→ **EXTRACTED TEXT**:
---*---

The fourth project is rifle tubes. Many of the technologies that we work on are transformative; they will fundamentally change the technological landscape of the oil sands and other adjacent sectors. Sometimes lots of small innovations can add up to big things as well. This is the rifle tubes. Right now, in order to produce oil in the oil sands, you usually need to produce steam. The way that—

[Technical difficulty—Editor]

We're back. I'm just going to assume that I can keep going, in the interest of time.

3:45 p.m.

Liberal

The Chair Liberal James Maloney

Yes, we lost you. You were discussing rifle tubes.

3:45 p.m.

Chief Executive, Canada's Oil Sands Innovation Alliance

Dan Wicklum

To produce oil from the oil sands, usually you need steam. The way most companies make steam is they have a pipe through which they put water, and then they heat the outside of the pipe to make the water steam inside the pipe. As it turns out, if you put spiralled lines inside the pipe and you spiral the water, it heats much more evenly. This uses less water and up to 6% less energy, which of course would be up to 6% less in GHGs emitted. This is not a huge technological breakthrough. It has been used in other areas, such as the rifling inside the barrel of a gun, but it is the type of thing that our engineers think about every day.

I have two more examples, Mr. Chair. One is the water technology development centre. This is a $160-million dedicated facility that we are building to test technology. What we are finding is that even if we have good ideas about how to test technology, our testing infrastructure has to keep up with the demand. There is enough motivation among these companies for the infrastructure not to be a bottleneck to progress that we are developing a dedicated, fit-for-purpose water technology development centre.

---*---

→ **REQUEST A**: According to the oil sands testimony, how much energy can spiralled lines inside the steam pipe save?
→ **REQUEST B**: Carry on the oil sands testimony from its last sentence.

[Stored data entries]
---*---

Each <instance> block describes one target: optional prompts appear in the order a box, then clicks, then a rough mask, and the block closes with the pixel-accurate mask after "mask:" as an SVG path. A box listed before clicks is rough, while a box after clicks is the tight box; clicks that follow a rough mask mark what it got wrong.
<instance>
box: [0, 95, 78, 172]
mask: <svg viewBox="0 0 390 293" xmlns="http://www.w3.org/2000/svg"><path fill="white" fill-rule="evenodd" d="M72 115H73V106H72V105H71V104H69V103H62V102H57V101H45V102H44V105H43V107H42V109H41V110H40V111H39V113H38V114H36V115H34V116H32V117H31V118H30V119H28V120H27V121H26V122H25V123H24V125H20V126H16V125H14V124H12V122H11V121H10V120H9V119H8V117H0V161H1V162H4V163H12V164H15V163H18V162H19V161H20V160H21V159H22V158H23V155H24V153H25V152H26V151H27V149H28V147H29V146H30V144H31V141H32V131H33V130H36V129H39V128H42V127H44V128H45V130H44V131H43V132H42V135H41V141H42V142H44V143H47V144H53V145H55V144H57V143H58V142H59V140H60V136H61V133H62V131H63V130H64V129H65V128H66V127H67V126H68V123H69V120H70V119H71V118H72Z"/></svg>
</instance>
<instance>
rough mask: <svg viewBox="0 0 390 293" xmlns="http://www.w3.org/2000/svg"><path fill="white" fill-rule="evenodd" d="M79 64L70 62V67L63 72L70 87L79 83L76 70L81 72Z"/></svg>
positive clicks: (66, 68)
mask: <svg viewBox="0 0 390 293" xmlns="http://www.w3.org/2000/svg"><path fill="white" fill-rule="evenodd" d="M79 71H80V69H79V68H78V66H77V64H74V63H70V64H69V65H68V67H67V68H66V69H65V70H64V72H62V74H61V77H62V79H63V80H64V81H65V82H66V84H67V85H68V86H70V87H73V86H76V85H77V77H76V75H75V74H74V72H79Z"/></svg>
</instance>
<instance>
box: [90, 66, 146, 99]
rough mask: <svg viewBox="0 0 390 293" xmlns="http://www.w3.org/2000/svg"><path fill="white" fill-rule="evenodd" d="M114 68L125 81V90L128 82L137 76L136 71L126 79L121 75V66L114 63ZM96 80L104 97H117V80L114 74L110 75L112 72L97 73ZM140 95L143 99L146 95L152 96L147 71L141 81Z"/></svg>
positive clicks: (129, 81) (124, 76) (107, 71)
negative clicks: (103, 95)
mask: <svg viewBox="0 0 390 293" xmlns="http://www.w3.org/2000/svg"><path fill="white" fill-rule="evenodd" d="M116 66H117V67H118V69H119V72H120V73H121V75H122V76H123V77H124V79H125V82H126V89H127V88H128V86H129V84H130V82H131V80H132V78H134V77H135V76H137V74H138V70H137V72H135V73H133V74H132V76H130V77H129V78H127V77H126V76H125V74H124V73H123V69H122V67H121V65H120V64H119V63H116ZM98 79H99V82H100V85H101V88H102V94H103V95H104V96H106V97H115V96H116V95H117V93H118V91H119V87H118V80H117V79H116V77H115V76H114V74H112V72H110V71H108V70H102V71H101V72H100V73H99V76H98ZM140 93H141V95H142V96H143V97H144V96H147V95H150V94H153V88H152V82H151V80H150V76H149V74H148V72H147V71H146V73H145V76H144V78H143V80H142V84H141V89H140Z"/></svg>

---*---

→ **REPLY A**: Up to 6% less energy.

→ **REPLY B**:
The last example is an eye-in-the-sky satellite. There is a Montreal company called GHGSat, which is about to launch a satellite that could dramatically increase the resolution of monitoring greenhouse gas emissions. Several of our companies are teaming up with this Montreal company in order to improve the information collection in the Canadian oil sands.

Mr. Chair, my last slide is a sum-up of results to date of COSIA. We were launched about four years ago. We have completed and populated a planning framework. We have 104 written articulations of priority needs that we and our 39 associate members are distributing around the globe to key partners to accelerate the development of solutions. The total number of active projects in our portfolio right now is 252, with a $480-million price tag. The number of technologies actually shared is 819, which cost about $1.3 billion to develop. Those technologies are now being implemented, and the actual environmental impacts are being realized, such as, for example, our 36% decrease in freshwater use intensity.

We have developed an associate member program, now with 39 associate members, to increase our leverage and reach literally around the world. We have associate members from Israel and the U.K., and our hub members reach every continent.

We have been actually quite quiet since we were launched. We really felt that we needed substance in delivery before we started to talk about COSIA. We feel that that's there now, so 2016 is a year when we will be speaking a little more to key partners and key opinion leaders about what we are doing.

My last point is about our E-TAP, where not just associate members can plug into COSIA, but anyone—including anyone on this committee—who has a good environmental innovation idea. You can propose it to these oil sands companies for direct and immediate follow-up. Of course, as always, third party intellectual property is protected. These companies are willing to test third party technologies. We are not asking third parties to share. That is not the way the world works. Third party intellectual property is completely protected.

That is my presentation, Mr. Chair. I would be happy to answer questions to the best of my ability.

3:50 p.m.

Liberal

The Chair Liberal James Maloney

Thank you very much.

I am going to open the floor to questions now. The first segment of the questions will come in seven-minute installments, Mr. Wicklum.

Mr. Lemieux, you are up first.

3:50 p.m.

Liberal

Denis Lemieux Liberal Chicoutimi—Le Fjord, QC

Thank you, Mr. Chair.

Mr. Wicklum, thank you for that great presentation.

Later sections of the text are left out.